# challenge: mono color look



## Sanne (May 18, 2005)

this challenge is all about using one color in the most creative way!
only one color is allowed per picture! so only totally red, totally blue etc... 

good luck, and surprise me


----------



## blondie521985 (May 18, 2005)

Are you allowed to use different shades in the same color scheme or just one single color/shade?


----------



## Sanne (May 19, 2005)

no you are aloowed to use different shades, as long as it all the same color.


----------



## Sanne (May 21, 2005)

http://www.specktra.net/forum/album_pic.php?pic_id=1126

saaaaaaaaaayyyy SMURF!


----------



## Bianca (May 21, 2005)

OMG what did you do to yourself!!!!!!! Go Smurfin hahahaha!


----------



## Sanne (May 21, 2005)

I know, it's kinda bad 
	

	
	
		
		

		
		
	


	




 I din't wanna smile in the picture, because the blue made my teeth look orange... uuuhgh!


----------



## mac_obsession (May 21, 2005)

lol Sanne nice job 
	

	
	
		
		

		
		
	


	




 I knew youd go with blue!!


----------



## PnkCosmo (May 22, 2005)

Love it!!!


----------



## niecypiecy (May 22, 2005)

Very smurfy Sanne


----------



## singinmys0ng (May 22, 2005)

lol i knew you would do blue!! looks great!


----------



## Kristen (May 23, 2005)

I love how you blue-d up your eyebrows as well


----------



## Sanne (May 23, 2005)

lol thanks


----------



## shiann_2003 (May 23, 2005)

very interesting and creative


----------



## oddinary (May 23, 2005)

Cool! I'll do this for tomorrow...


----------



## Sanne (May 23, 2005)

yay can't wait for your post, haha I kinda feel like a freak


----------



## mymymai (May 24, 2005)

### Set problem 1:
Answer these questions about the mono color challenge thread:
(a) According to Sanne's reply to blondie521985, are different shades allowed?
(b) Why did Sanne not want to smile in the picture?
(c) What did Kristen say she loved about Sanne's look?
### Set problem 2:
Decide whether each statement agrees with the mono color challenge thread. Answer yes or no, and quote the words from the thread that decide it.
(a) Each picture may use only one color.
(b) Sanne smiled in her picture.
(c) oddinary planned to take part in the challenge the following day.
### Set problem 3:
Write the next part of the mono color challenge thread, starting after its last line.

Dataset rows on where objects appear

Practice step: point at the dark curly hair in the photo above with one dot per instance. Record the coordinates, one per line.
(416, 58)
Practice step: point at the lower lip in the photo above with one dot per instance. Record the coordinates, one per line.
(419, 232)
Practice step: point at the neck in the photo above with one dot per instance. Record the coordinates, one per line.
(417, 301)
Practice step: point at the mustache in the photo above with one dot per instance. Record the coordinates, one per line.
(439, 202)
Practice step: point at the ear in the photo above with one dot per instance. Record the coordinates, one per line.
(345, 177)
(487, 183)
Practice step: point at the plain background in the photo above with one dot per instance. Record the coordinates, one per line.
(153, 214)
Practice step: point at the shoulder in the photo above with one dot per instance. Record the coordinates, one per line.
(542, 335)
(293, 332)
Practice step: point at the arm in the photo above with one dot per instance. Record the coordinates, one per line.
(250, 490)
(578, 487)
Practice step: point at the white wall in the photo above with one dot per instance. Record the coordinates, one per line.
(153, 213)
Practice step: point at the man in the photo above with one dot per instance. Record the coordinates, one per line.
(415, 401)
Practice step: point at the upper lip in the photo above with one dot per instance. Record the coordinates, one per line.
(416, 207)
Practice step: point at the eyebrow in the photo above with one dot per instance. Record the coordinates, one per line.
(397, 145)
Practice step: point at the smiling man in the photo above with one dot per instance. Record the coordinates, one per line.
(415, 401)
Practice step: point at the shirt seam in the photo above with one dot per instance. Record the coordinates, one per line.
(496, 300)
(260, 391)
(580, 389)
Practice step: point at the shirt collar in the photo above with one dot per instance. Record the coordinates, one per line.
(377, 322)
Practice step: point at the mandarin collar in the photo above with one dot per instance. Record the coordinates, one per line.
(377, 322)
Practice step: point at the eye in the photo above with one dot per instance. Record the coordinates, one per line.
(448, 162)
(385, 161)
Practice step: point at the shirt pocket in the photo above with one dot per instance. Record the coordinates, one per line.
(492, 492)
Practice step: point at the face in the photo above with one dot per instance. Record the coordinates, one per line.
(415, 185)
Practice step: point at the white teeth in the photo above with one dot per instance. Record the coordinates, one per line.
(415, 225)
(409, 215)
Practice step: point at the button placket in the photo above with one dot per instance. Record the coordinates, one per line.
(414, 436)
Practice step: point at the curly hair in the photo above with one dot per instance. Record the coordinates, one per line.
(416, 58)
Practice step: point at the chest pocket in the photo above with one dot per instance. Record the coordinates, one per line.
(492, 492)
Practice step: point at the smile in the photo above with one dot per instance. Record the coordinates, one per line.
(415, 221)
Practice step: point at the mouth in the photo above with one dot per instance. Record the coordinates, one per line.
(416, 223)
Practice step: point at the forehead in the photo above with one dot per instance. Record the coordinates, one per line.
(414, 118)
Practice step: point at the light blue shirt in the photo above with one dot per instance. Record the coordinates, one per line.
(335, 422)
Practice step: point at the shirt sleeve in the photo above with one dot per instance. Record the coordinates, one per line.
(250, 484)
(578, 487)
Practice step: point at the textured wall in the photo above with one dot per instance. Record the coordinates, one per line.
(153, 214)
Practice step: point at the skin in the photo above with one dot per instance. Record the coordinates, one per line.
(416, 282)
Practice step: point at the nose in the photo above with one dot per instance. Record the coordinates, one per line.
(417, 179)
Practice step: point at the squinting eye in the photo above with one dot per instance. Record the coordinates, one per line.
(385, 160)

### Task output 1:
(a) Yes, as long as it is all the same color.
(b) The blue made her teeth look orange.
(c) That Sanne blue-d up her eyebrows as well.

### Task output 2:
(a) Yes: "only one color is allowed per picture!"
(b) No: "I din't wanna smile in the picture, because the blue made my teeth look orange... uuuhgh!"
(c) Yes: "Cool! I'll do this for tomorrow..."

### Task output 3:
I too did a blue one, but I also did a pink one, so here they are:
And yes, pardon the really unruly eyebrows!


----------



## singinmys0ng (May 24, 2005)

oo i love the pink one! so pretty!


----------



## SugarAsh182 (May 25, 2005)

Everyone's is so pretty!  
	

	
	
		
		

		
		
	


	




  I'll do one on Thurs or Fri because I'm having trouble deciding what color I should do! I think gold or hot pink


----------



## glittergoddess27 (May 26, 2005)

http://www.specktra.net/forum/album_pic.php?pic_id=1187http://www.specktra.net/forum/album_pic.php?pic_id=1189

I saw lots of Blue so I thought I would bring red in,... I was just playing around and decided to get out the reds,..I lovelovelove my red glitter,....a good excuse to drag it out and play,...


----------



## Jessica (May 26, 2005)

What did you use on your lips?


----------



## glittergoddess27 (May 26, 2005)

Me?? MAC Crimson Lipmix,. + True colors cosmetic glitter in Ruby Slippers. If you press the glitter on the lipmix right away,.. it stays there beautifully and wears pretty long too so long as you arent a liplicker,.....Wish you could see it in person,.. really makes my lips look like Dorothy's shoes!


----------



## foreveratorifan (May 26, 2005)

GREAT creative job glittergoddess....wow everyone's so far have been terrific!


----------



## Sanne (May 29, 2005)

wooohhhaaa!! yours is amazing glittergoddess!!


----------



## glittergoddess27 (May 29, 2005)

Aww thanks Sanna that means a great deal to me!


----------



## BettieBloodshed (May 30, 2005)

Great job ladies!


----------



## SChotgurrl (May 14, 2006)

Quote:

   Originally Posted by *mymymai* 
_I too did a blue one, but I also did a pink one, so here they are:
And yes, pardon the really unruly eyebrows!









_

 

Hey Tiah! It's Nikki from MUA


----------



## Chic 2k6 (May 25, 2006)

I did a blue theme lol


----------



## midgetfury74 (Jun 5, 2006)

these looks are so cool.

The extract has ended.